Point-per-instance localization data
------------------------------------------------------------------------

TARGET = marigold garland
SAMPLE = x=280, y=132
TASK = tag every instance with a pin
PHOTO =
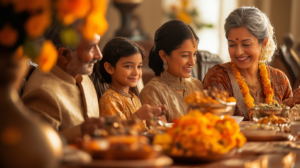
x=268, y=91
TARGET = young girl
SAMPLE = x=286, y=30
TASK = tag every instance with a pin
x=121, y=68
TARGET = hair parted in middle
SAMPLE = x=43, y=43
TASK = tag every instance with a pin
x=257, y=23
x=169, y=37
x=113, y=50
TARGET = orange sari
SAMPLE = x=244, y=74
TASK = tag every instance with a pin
x=218, y=76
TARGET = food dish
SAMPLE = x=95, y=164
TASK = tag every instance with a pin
x=209, y=158
x=237, y=119
x=160, y=161
x=260, y=132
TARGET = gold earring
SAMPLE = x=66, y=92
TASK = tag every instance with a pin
x=166, y=66
x=262, y=57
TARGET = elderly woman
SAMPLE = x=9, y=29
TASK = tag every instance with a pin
x=172, y=59
x=248, y=77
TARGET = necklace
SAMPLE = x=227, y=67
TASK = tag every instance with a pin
x=263, y=73
x=173, y=82
x=252, y=86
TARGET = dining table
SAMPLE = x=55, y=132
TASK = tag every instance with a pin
x=256, y=154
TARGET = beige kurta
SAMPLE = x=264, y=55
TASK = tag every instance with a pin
x=158, y=92
x=62, y=100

------------------------------------------------------------------------

* Task to complete
Restate word for word the lines of the data above, starting at the line containing "TARGET = orange sari" and ending at the line containing "SAMPLE = x=9, y=29", both included, and nothing more.

* Answer to this exercise
TARGET = orange sari
SAMPLE = x=244, y=74
TASK = tag every instance with a pin
x=218, y=76
TARGET = food dish
SAMPLE = x=95, y=164
TASK = tag every instance with a pin
x=209, y=158
x=237, y=119
x=160, y=161
x=260, y=132
TARGET = gold earring
SAMPLE = x=66, y=92
TASK = tag every instance with a pin
x=166, y=66
x=262, y=57
TARGET = elderly woman
SAMPLE = x=9, y=29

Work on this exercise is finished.